# Task goal
Report back each line of the data that contains the word "brown".
*** Begin section ***
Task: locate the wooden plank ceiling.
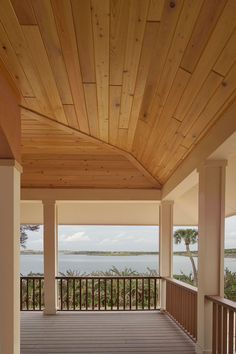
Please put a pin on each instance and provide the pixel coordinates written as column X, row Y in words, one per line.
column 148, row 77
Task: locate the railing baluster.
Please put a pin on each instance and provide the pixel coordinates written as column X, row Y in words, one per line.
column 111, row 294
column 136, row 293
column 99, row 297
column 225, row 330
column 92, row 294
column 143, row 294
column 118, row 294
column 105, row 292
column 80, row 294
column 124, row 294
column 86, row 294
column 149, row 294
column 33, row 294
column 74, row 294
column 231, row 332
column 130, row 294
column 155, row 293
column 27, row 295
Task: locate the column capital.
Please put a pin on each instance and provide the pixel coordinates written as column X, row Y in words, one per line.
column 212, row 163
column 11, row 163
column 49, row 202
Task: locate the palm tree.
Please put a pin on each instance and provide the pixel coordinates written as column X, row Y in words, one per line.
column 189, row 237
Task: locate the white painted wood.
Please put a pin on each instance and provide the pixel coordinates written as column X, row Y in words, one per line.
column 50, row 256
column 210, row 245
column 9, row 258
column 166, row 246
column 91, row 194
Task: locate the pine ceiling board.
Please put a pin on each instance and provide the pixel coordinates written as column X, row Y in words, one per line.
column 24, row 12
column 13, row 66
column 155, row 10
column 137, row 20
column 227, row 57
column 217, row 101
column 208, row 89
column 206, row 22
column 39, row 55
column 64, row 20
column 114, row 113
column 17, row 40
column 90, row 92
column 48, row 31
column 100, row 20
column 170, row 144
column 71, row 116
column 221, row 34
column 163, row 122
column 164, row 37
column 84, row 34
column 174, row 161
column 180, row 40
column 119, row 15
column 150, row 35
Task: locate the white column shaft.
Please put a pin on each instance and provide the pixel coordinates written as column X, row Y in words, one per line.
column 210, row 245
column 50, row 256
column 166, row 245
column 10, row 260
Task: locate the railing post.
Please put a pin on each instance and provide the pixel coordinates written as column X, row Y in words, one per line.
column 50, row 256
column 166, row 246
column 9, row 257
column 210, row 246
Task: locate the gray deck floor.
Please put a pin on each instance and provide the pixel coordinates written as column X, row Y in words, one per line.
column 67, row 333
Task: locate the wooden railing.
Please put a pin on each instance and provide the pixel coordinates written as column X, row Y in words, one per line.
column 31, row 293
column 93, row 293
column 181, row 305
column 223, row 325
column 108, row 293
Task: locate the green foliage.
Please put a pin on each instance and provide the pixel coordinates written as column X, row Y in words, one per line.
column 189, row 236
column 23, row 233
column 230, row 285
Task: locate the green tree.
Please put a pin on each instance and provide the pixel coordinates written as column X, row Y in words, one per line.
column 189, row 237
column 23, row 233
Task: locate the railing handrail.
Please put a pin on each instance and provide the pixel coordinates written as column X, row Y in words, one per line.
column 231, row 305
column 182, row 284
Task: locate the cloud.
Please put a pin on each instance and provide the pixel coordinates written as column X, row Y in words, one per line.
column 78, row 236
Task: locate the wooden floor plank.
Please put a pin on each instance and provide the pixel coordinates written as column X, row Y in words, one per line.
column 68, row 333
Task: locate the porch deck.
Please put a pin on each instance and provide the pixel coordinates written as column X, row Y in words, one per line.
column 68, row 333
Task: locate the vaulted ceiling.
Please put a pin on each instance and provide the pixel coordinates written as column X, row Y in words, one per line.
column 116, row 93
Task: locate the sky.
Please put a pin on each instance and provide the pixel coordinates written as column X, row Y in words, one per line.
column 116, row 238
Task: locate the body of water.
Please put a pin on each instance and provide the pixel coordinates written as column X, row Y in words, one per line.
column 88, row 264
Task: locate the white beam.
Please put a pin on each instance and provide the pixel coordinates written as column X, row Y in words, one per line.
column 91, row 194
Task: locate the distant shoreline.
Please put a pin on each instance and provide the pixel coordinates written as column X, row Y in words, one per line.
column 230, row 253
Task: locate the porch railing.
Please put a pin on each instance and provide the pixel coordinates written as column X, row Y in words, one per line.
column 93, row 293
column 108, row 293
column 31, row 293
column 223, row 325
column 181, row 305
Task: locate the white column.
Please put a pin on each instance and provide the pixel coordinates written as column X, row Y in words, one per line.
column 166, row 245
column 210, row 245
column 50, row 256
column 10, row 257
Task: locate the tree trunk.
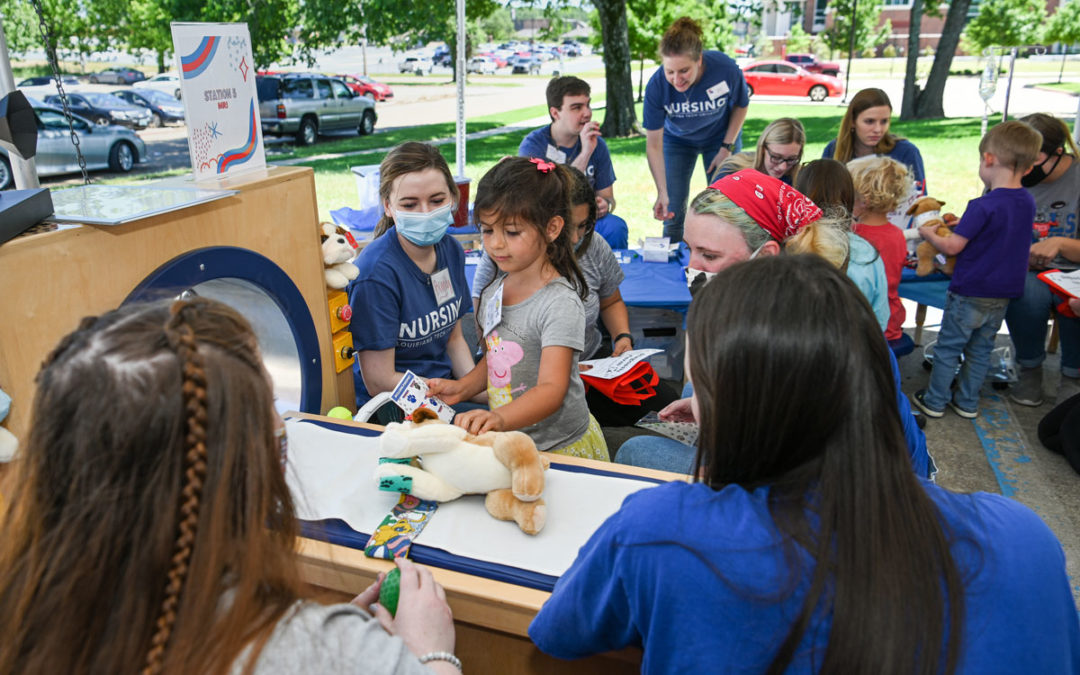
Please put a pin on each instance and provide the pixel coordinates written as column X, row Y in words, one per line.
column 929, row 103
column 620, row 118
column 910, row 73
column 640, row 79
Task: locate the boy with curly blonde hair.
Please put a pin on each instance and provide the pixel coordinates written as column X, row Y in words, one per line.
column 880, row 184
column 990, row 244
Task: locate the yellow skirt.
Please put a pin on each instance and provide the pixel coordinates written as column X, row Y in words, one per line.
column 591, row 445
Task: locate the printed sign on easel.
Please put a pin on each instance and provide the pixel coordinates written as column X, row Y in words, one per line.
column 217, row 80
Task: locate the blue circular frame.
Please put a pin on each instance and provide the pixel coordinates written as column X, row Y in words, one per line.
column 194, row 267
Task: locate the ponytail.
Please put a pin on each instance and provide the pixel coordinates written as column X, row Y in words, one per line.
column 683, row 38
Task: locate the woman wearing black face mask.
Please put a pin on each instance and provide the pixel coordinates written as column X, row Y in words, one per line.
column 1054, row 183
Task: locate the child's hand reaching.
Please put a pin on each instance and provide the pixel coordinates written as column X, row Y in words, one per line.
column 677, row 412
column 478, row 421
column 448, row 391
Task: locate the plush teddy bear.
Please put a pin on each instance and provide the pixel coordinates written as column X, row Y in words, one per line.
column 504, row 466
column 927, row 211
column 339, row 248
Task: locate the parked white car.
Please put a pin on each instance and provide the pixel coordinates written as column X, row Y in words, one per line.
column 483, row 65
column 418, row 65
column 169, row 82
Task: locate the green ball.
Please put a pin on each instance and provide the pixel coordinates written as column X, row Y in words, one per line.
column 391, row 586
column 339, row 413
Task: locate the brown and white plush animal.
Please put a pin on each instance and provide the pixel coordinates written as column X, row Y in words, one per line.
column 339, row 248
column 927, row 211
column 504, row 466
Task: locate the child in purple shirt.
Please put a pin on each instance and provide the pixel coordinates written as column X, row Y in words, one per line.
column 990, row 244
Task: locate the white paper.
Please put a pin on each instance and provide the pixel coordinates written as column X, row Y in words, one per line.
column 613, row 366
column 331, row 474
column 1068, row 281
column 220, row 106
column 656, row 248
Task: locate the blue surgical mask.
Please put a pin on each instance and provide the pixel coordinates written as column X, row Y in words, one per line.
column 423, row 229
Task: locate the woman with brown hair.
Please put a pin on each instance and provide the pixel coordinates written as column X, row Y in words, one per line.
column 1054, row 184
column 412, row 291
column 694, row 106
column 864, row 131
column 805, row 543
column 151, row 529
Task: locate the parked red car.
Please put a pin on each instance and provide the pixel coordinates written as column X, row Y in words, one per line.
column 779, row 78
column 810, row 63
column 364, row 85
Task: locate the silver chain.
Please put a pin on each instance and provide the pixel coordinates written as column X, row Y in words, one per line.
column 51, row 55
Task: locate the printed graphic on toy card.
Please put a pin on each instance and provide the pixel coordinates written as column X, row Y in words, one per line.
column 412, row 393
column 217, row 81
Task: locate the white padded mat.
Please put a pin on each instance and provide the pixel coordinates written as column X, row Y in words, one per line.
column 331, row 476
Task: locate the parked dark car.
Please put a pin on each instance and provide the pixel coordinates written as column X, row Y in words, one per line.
*** End section ***
# Response
Task: locate the brown and white plush animal.
Task: locate the woman with brown hair.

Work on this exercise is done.